EXERCISE REQUIREMENTS: Please copy the records word for word, beginning at the very start and going on through the line with "column 730, row 570", and leave the pictures out of your copy.
★ ★ ★ ★ ★
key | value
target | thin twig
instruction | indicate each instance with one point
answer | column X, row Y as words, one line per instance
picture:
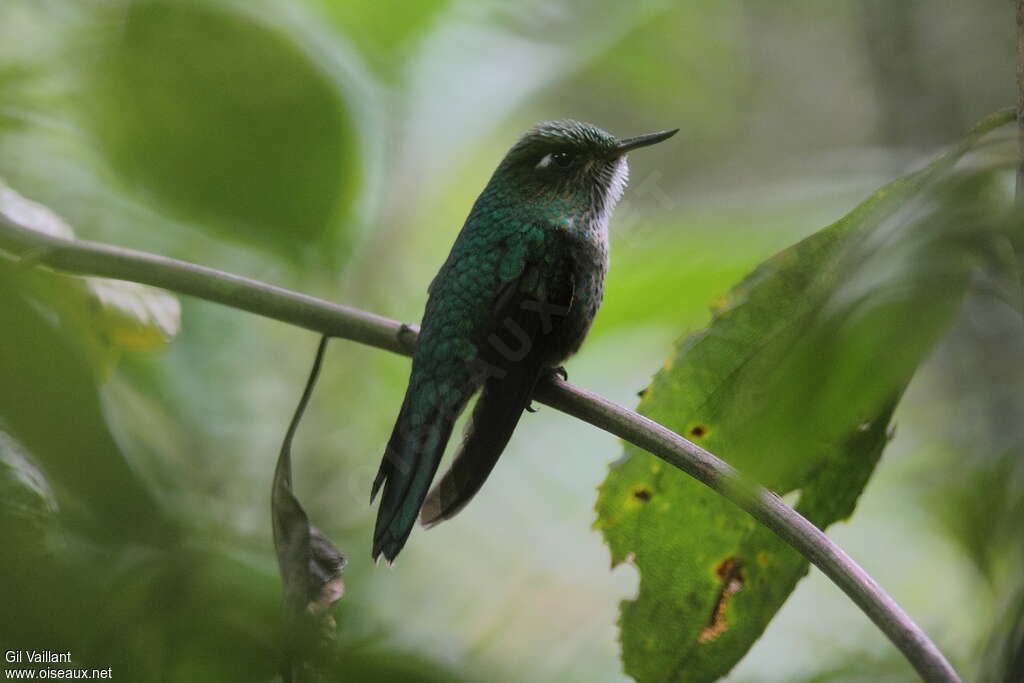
column 336, row 321
column 1020, row 99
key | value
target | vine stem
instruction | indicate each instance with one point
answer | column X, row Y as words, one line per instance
column 1020, row 99
column 89, row 258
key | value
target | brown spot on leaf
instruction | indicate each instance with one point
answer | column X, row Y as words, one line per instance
column 730, row 570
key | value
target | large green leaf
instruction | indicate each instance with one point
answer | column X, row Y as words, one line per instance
column 794, row 382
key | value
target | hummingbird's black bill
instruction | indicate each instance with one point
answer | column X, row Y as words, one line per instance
column 630, row 143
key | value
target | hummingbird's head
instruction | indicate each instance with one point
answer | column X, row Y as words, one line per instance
column 571, row 166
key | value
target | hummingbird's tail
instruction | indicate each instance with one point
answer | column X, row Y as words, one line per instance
column 415, row 450
column 495, row 418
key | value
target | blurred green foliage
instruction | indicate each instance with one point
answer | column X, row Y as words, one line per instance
column 335, row 147
column 795, row 382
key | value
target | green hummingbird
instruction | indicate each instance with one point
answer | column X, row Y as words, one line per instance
column 514, row 299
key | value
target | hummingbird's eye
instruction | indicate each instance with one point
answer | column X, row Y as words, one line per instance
column 559, row 159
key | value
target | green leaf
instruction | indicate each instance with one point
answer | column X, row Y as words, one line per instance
column 309, row 563
column 105, row 316
column 794, row 382
column 232, row 118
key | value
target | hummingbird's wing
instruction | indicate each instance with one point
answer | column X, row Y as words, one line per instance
column 519, row 344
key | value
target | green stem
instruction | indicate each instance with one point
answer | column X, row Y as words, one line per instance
column 89, row 258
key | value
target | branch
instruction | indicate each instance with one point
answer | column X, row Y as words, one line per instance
column 90, row 258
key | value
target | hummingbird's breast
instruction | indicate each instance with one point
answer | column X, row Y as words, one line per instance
column 587, row 243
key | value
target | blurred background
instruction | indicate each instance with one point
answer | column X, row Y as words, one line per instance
column 335, row 147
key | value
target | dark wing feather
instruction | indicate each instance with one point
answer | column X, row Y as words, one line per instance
column 519, row 346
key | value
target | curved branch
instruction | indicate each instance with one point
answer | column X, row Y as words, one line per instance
column 90, row 258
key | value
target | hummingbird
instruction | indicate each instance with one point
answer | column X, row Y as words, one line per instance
column 514, row 299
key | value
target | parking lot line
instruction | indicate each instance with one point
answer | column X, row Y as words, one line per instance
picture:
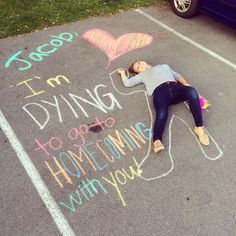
column 183, row 37
column 59, row 219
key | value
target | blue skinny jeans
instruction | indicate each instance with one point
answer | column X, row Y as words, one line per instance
column 171, row 93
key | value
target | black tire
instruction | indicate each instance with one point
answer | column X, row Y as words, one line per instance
column 185, row 9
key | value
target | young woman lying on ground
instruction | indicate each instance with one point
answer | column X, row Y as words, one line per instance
column 167, row 88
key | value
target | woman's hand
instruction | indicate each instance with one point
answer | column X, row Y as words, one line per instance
column 121, row 71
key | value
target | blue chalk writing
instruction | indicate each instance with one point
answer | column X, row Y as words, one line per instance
column 42, row 51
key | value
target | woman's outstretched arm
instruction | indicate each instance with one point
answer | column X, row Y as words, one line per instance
column 129, row 82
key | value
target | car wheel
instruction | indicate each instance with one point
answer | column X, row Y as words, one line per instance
column 185, row 8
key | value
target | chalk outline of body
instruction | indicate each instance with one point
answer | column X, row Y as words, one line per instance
column 169, row 131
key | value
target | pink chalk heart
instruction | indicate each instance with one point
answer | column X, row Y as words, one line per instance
column 113, row 47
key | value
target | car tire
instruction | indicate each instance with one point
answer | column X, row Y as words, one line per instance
column 185, row 8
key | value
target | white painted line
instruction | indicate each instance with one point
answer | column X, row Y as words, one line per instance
column 183, row 37
column 59, row 219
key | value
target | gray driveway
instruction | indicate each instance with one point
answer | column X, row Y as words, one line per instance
column 76, row 155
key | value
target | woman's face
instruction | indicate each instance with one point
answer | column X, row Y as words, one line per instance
column 140, row 66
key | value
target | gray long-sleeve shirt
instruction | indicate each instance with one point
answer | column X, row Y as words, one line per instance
column 153, row 77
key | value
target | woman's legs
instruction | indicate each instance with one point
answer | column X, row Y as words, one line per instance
column 161, row 100
column 183, row 93
column 187, row 93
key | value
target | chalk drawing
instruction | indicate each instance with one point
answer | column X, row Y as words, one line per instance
column 59, row 219
column 95, row 100
column 121, row 177
column 42, row 51
column 220, row 152
column 85, row 192
column 113, row 47
column 91, row 156
column 33, row 92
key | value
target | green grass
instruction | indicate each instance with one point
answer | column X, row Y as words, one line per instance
column 23, row 16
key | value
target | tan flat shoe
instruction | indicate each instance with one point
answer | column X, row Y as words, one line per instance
column 158, row 146
column 202, row 136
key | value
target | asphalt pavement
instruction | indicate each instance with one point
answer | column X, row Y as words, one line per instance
column 76, row 155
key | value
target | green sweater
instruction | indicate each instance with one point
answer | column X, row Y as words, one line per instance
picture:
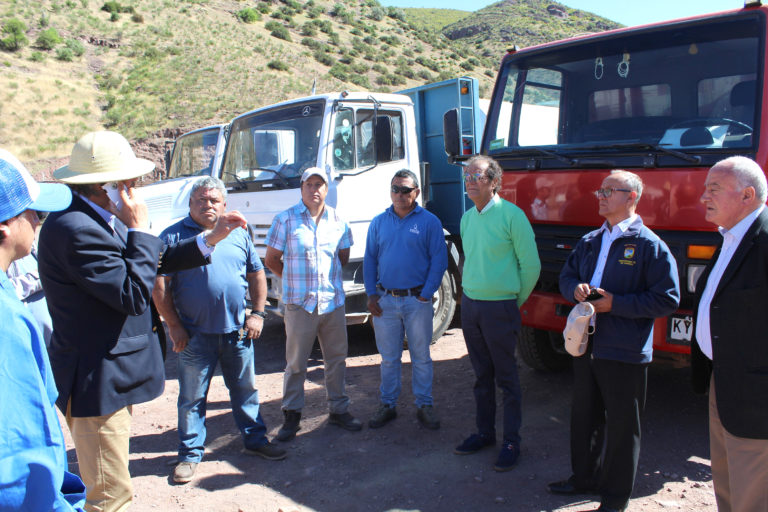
column 501, row 261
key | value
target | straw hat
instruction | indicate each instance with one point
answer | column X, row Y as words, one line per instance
column 101, row 157
column 19, row 192
column 577, row 329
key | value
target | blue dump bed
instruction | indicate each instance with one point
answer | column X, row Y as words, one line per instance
column 443, row 180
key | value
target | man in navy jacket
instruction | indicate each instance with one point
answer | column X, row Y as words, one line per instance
column 633, row 279
column 98, row 266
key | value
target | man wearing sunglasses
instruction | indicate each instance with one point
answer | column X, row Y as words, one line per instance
column 629, row 275
column 400, row 295
column 501, row 267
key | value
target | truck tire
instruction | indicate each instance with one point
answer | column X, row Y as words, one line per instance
column 536, row 348
column 443, row 306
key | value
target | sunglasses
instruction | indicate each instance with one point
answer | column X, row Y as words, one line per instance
column 475, row 177
column 606, row 192
column 396, row 189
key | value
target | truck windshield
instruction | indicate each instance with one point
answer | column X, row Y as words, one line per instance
column 193, row 154
column 274, row 145
column 683, row 89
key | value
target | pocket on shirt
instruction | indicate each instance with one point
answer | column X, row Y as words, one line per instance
column 130, row 344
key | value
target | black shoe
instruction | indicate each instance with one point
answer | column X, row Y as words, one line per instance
column 507, row 457
column 603, row 508
column 383, row 415
column 345, row 421
column 290, row 425
column 427, row 417
column 269, row 451
column 473, row 443
column 568, row 487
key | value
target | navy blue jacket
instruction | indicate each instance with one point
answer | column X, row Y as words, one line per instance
column 642, row 276
column 105, row 353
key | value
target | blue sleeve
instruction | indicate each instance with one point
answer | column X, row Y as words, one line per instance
column 371, row 258
column 33, row 458
column 438, row 258
column 253, row 262
column 569, row 275
column 276, row 236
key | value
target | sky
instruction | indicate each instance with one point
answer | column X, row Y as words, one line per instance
column 626, row 12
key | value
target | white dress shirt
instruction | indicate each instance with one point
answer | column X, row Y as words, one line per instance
column 609, row 235
column 731, row 240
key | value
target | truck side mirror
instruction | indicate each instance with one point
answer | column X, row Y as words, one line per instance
column 168, row 153
column 451, row 139
column 383, row 139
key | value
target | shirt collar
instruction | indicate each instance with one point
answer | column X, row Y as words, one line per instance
column 741, row 227
column 494, row 200
column 623, row 226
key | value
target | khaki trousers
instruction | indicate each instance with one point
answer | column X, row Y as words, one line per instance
column 739, row 466
column 101, row 443
column 301, row 328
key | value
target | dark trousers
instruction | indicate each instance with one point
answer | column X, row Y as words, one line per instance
column 608, row 398
column 490, row 332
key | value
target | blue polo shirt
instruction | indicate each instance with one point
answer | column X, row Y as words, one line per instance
column 211, row 299
column 405, row 253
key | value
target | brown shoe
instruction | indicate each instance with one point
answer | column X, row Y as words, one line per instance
column 184, row 471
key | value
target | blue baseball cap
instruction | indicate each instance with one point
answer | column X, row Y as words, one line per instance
column 20, row 192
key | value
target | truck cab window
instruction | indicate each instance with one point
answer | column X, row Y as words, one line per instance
column 343, row 140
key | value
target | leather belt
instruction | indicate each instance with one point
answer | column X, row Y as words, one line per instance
column 409, row 292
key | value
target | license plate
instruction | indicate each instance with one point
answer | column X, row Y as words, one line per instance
column 680, row 329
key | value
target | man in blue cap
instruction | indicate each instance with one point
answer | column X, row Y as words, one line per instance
column 33, row 458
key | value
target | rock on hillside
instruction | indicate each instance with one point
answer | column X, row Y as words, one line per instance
column 525, row 23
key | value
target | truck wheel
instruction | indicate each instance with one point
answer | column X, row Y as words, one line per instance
column 443, row 307
column 537, row 349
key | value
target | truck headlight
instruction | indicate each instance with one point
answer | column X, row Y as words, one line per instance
column 692, row 276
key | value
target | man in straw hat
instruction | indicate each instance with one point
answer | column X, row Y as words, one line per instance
column 34, row 459
column 631, row 278
column 98, row 266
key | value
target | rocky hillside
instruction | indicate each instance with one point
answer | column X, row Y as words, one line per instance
column 150, row 68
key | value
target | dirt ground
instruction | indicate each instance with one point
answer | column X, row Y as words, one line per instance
column 403, row 466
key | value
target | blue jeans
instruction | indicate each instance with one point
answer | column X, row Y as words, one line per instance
column 197, row 363
column 490, row 331
column 409, row 316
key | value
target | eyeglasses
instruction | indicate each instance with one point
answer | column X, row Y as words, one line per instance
column 396, row 189
column 606, row 192
column 475, row 177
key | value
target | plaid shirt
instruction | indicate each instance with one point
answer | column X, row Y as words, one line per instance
column 311, row 266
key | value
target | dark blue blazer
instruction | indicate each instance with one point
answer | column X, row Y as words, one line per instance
column 105, row 349
column 738, row 320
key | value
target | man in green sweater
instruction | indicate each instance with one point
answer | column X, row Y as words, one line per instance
column 501, row 266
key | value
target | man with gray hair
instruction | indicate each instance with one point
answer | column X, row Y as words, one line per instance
column 204, row 309
column 629, row 275
column 729, row 357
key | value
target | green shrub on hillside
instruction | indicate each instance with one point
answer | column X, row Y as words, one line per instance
column 339, row 71
column 48, row 39
column 360, row 80
column 308, row 29
column 323, row 58
column 248, row 15
column 65, row 55
column 277, row 65
column 15, row 38
column 277, row 30
column 75, row 46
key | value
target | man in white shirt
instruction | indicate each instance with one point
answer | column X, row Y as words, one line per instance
column 730, row 355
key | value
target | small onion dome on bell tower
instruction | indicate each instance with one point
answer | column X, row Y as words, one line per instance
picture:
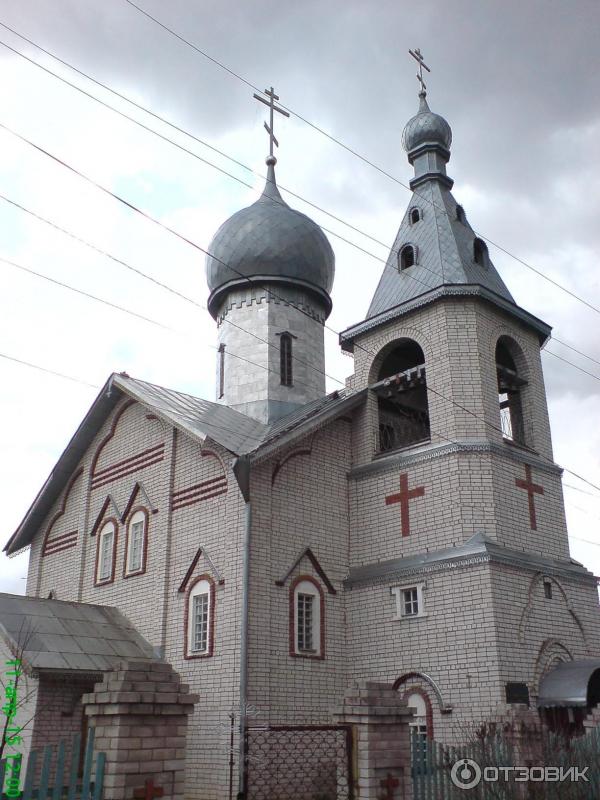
column 269, row 242
column 427, row 138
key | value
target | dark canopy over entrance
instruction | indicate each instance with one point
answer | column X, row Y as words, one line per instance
column 571, row 684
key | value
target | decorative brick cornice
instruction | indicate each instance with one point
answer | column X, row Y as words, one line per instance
column 418, row 455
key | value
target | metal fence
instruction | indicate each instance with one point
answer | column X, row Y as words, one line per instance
column 303, row 762
column 50, row 775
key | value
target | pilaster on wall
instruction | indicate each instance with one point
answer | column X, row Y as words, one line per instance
column 380, row 718
column 140, row 713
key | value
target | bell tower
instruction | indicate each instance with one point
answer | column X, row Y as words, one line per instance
column 270, row 270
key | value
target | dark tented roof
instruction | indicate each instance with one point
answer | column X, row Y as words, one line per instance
column 567, row 684
column 58, row 635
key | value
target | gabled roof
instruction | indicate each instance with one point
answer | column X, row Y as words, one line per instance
column 62, row 636
column 198, row 418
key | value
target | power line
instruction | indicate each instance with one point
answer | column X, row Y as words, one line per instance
column 48, row 371
column 230, row 158
column 250, row 281
column 220, row 152
column 351, row 150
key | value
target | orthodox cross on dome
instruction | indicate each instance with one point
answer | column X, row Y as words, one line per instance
column 389, row 784
column 418, row 56
column 272, row 107
column 404, row 496
column 532, row 489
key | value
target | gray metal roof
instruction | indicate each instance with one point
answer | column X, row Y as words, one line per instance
column 58, row 635
column 269, row 240
column 567, row 684
column 477, row 549
column 444, row 253
column 199, row 418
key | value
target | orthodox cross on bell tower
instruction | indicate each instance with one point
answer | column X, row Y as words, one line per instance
column 272, row 107
column 418, row 56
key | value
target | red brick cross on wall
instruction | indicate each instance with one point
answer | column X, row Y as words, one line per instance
column 149, row 792
column 532, row 489
column 404, row 496
column 389, row 784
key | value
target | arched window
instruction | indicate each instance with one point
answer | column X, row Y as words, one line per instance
column 105, row 553
column 136, row 544
column 307, row 618
column 510, row 386
column 285, row 359
column 407, row 257
column 200, row 618
column 401, row 391
column 480, row 254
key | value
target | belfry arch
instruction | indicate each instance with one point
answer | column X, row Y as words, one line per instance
column 398, row 380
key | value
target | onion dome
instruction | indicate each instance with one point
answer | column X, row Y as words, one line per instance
column 426, row 128
column 269, row 242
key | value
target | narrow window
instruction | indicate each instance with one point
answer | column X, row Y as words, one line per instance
column 411, row 602
column 510, row 387
column 285, row 353
column 401, row 390
column 136, row 543
column 480, row 252
column 408, row 600
column 199, row 634
column 106, row 553
column 306, row 618
column 407, row 257
column 221, row 370
column 305, row 621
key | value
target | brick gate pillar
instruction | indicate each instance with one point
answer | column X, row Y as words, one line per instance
column 380, row 719
column 140, row 714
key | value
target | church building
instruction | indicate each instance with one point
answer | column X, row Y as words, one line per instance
column 279, row 544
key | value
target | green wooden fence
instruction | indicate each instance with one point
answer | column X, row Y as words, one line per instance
column 432, row 764
column 65, row 781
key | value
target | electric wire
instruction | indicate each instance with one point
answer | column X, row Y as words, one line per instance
column 230, row 158
column 354, row 152
column 270, row 292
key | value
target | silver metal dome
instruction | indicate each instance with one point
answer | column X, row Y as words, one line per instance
column 269, row 240
column 426, row 128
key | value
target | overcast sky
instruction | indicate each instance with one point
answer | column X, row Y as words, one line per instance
column 518, row 82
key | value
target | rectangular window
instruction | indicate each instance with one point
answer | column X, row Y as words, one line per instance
column 200, row 623
column 106, row 556
column 136, row 543
column 410, row 599
column 305, row 622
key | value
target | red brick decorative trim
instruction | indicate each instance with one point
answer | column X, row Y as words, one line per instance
column 59, row 543
column 105, row 582
column 142, row 570
column 213, row 487
column 317, row 567
column 532, row 489
column 423, row 677
column 146, row 458
column 292, row 618
column 428, row 707
column 211, row 618
column 280, row 464
column 110, row 434
column 404, row 496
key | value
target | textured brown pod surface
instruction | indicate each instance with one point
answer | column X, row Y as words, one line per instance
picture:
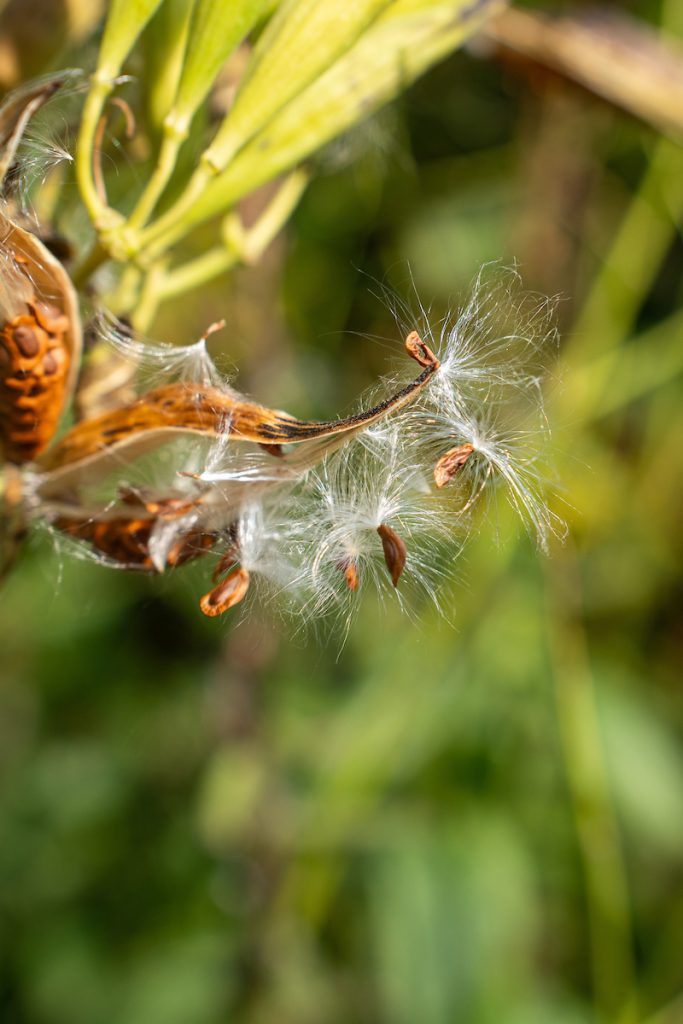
column 40, row 342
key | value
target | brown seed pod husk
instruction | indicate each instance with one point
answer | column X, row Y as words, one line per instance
column 93, row 446
column 40, row 342
column 395, row 552
column 451, row 463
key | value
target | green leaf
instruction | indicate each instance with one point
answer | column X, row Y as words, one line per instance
column 216, row 29
column 409, row 38
column 125, row 23
column 303, row 39
column 165, row 42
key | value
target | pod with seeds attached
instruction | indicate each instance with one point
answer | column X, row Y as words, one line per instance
column 40, row 342
column 93, row 446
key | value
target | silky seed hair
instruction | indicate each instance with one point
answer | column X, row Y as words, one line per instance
column 385, row 504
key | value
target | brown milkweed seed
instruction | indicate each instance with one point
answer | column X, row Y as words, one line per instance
column 451, row 463
column 226, row 594
column 421, row 352
column 395, row 552
column 350, row 570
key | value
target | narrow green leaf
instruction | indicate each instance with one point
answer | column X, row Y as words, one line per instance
column 216, row 29
column 165, row 41
column 410, row 37
column 124, row 24
column 302, row 40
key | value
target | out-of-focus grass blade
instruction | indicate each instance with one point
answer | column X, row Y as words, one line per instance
column 614, row 55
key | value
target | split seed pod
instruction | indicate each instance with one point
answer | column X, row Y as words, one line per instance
column 40, row 342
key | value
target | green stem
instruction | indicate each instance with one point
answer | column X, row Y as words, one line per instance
column 172, row 219
column 198, row 271
column 595, row 818
column 150, row 299
column 90, row 262
column 242, row 245
column 161, row 176
column 100, row 214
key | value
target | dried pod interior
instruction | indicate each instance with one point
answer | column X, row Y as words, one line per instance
column 40, row 342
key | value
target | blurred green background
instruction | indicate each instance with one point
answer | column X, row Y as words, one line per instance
column 215, row 820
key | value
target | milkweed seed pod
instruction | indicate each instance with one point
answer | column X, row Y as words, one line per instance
★ ★ ★ ★ ★
FINISHED ANSWER:
key | value
target | thin twig
instruction | indicate each instance with one point
answer | column X, row Y as words, one line per instance
picture:
column 336, row 321
column 1020, row 99
key | value
target | vine stem
instruction | indicate each instance with one point
answer | column X, row Y as words, one line per instance
column 1020, row 99
column 89, row 258
key | value
target | brown spot on leaf
instruction | indicate each instance with one point
answer | column X, row Y as words, one line per instance
column 730, row 570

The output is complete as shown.